Required tasks:
1. According to the passage about Citizen's titanium watches, which model was Citizen's first titanium diver's watch?
2. Pick up the passage about Citizen's titanium watches after its last sentence and continue it.

Excerpted text:
= = = = =
The 1982 Professional Diver 1300m is also Citizen’s first titanium diver’s watch, a material the brand thoroughly invested in through the next decade and continues to invest heavily in today. While most luxury watch brands still use more or less natural (untreated) titanium, Citizen produces “Super Titanium” watches that have base titanium metals applied with a variety of in-house treatments that offer both strength and scratch resistance. There are really no better titanium watches on the market for the money. ABTW visited Citizen in Japan and viewed its state-of-the-art Super Titanium production facilities.
= = = = =
Data:
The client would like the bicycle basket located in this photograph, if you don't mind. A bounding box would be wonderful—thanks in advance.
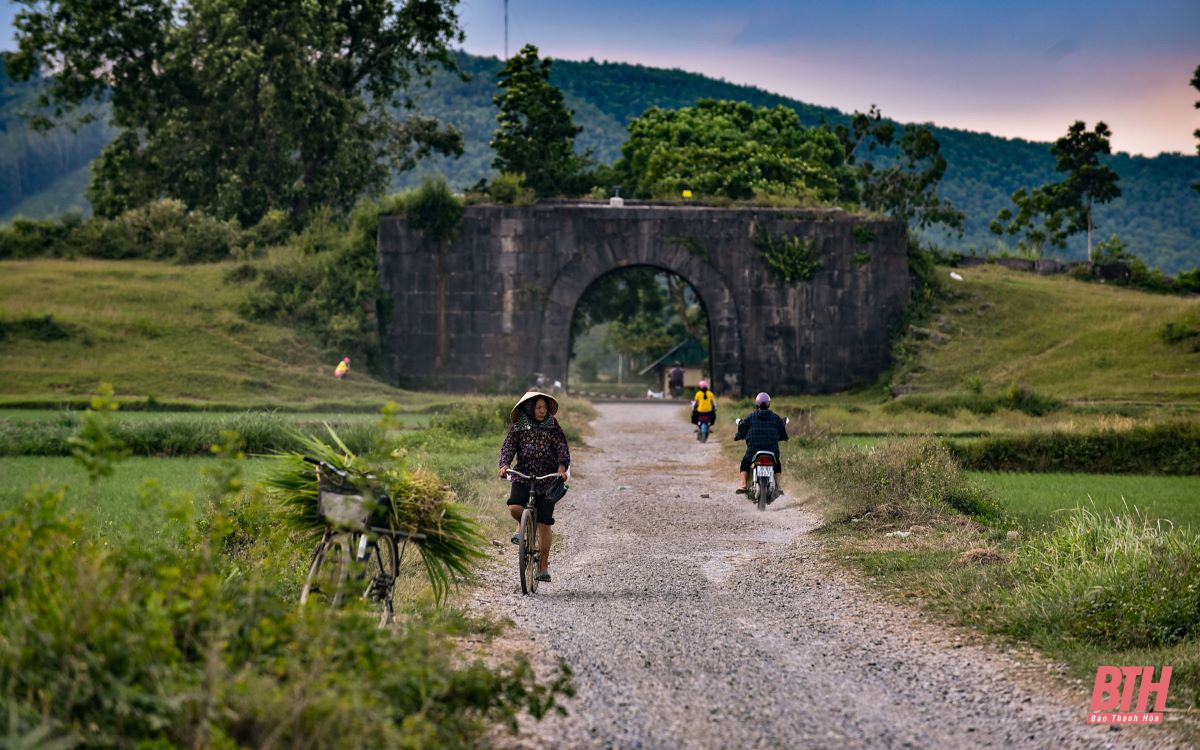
[317,487,373,530]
= = = = =
Results in order:
1. The 1982 Professional Diver 1300m.

2.
In 1982, Super Titanium didn’t exist, and the lightweight metal was not typically used in timepieces, given its expense. Citizen was at the forefront of making titanium watches available to the general public, but in the early 1980s, titanium was an exotic luxury material in the world of watchmaking. The strange-looking squared case of the 1982 Citizen Professional Diver 1300m is not a style choice as much as it was a practical way to use securing screws to hold the case together to allow for maximum water resistance. In the modern versions of the watch, the retaining screws (as well as 1,100 meters of water resistance) have been engineered out. Citizen still makes select 1000m meter dive watches, but most of its dive watches are aimed at more casual sportswear and recreational diving/swimming purposes. With the special squared case came raised ridges that act like bezel guards. This was important at the time not only to protect the integrity of the uni-directional rotating timing bezel but also to make sure it isn’t too easily adjusted by accident. Prior to the use of diving computers, a professional diver’s wristwatch was crucial for a variety of calculations and timing intervals, including how much oxygen one has remaining, as well as ascent time intervals to avoid the accumulation of nitrogen in the blood, a dangerous situation.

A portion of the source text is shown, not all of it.